▸ **Provided text**:
Download the checkpoint of our trained model

cd /path/to/spatially-conditioned-graphs/download
bash download_checkpoint.sh

Test a model

cd /path/to/spatially-conditioned-graphs
CUDA_VISIBLE_DEVICES=0 python test.py --model-path checkpoints/scg_1e-4_b32h16e7_hicodet_e2e.pt

By default, detections from a pre-trained detector is used. To change sources of detections, use the argument --detection-dir, e.g. --detection-dir hicodet/detections/test2015_gt to select ground truth detections. Fine-tuned detections (if you downloaded them) are available under hicodet/detections.

Cache detections for Matlab evaluation following HO-RCNN (optional)

cd /path/to/spatially-conditioned-graphs
CUDA_VISIBLE_DEVICES=0 python cache.py --model-path checkpoints/scg_1e-4_b32h16e7_hicodet_e2e.pt

By default, 80 .mat files, one for each object class, will be cached in a directory named matlab. Use the --cache-dir argument to change the cache directory. To change sources of detections, refer to the use of --detection-dir in the previous section.

As a reference, the performance of the provided model is shown in the table below

Detections	Default Setting	Known Object Setting
Pre-trained on MS COCO	(`21.85`, `18.11`, `22.97`)	(`25.53`, `21.79`, `26.64`)
Fine-tuned on HICO-DET (DRG)	(`31.33`, `24.72`, `33.31`)	(`34.37`, `27.18`, `36.52`)
Ground truth detections	(`51.53`, `41.02`, `54.67`)	(`51.75`, `41.40`, `54.84`)

▸ **A block of data**:
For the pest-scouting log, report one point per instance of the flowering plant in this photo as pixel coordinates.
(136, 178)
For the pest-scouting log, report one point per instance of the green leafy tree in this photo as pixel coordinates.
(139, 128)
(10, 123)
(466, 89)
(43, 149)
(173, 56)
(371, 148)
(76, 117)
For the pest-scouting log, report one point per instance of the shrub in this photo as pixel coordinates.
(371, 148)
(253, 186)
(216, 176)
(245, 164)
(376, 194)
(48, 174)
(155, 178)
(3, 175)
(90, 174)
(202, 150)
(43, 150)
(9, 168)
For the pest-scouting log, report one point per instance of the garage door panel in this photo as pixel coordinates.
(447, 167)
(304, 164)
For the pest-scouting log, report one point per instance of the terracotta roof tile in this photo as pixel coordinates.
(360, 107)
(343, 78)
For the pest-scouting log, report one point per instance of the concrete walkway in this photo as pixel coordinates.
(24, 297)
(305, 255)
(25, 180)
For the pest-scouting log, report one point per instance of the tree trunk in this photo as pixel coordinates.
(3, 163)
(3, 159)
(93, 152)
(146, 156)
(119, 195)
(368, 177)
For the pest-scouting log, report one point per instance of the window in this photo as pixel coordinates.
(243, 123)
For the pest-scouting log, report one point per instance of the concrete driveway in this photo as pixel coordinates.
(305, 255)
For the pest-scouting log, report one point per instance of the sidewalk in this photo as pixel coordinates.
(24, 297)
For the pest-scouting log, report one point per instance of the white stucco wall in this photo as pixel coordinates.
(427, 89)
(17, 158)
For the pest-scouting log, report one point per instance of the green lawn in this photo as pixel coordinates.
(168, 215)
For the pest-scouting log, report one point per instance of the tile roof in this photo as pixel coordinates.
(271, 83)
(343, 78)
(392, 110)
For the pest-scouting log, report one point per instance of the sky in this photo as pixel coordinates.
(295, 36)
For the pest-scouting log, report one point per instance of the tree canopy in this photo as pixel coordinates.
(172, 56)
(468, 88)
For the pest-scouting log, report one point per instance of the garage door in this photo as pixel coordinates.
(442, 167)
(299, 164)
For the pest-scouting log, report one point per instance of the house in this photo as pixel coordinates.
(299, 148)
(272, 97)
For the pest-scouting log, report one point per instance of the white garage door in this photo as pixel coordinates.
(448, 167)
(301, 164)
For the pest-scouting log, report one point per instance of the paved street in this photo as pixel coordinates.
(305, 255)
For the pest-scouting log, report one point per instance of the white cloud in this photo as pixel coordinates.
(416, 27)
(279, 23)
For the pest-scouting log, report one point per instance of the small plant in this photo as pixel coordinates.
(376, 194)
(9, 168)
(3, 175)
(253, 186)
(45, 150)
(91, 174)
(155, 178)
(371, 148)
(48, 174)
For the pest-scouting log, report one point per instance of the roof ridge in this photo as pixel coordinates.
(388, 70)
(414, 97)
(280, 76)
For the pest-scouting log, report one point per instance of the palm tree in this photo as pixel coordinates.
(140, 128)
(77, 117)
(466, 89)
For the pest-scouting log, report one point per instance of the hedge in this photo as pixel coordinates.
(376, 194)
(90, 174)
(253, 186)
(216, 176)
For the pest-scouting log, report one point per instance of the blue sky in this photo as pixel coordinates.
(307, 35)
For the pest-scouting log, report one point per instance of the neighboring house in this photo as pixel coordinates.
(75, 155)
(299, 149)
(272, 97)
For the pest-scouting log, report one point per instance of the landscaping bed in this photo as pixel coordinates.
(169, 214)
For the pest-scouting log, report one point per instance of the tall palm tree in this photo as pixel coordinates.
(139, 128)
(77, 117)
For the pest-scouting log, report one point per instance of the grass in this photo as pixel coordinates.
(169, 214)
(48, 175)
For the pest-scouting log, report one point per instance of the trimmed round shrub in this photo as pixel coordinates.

▸ **Set tasks**:
• a. In the provided text, how many .mat files are cached by default?
• b. Transcribe the lines of the records beginning with the line that contains "hedge in this photo as pixel coordinates." and continuing through the end of the records.
The text and the records are independent of each other.

▸ **Results of the tasks**:
• a. 80 .mat files, one for each object class.

• b.
For the pest-scouting log, report one point per instance of the hedge in this photo as pixel coordinates.
(376, 194)
(90, 174)
(253, 186)
(216, 176)
For the pest-scouting log, report one point per instance of the blue sky in this photo as pixel coordinates.
(307, 35)
For the pest-scouting log, report one point per instance of the neighboring house in this photo as pixel coordinates.
(75, 155)
(299, 149)
(272, 97)
For the pest-scouting log, report one point per instance of the landscaping bed in this photo as pixel coordinates.
(169, 214)
For the pest-scouting log, report one point per instance of the tall palm tree in this photo as pixel coordinates.
(139, 128)
(77, 117)
For the pest-scouting log, report one point per instance of the grass in this photo as pixel coordinates.
(169, 214)
(48, 175)
For the pest-scouting log, report one point per instance of the trimmed round shrub in this photo as pixel coordinates.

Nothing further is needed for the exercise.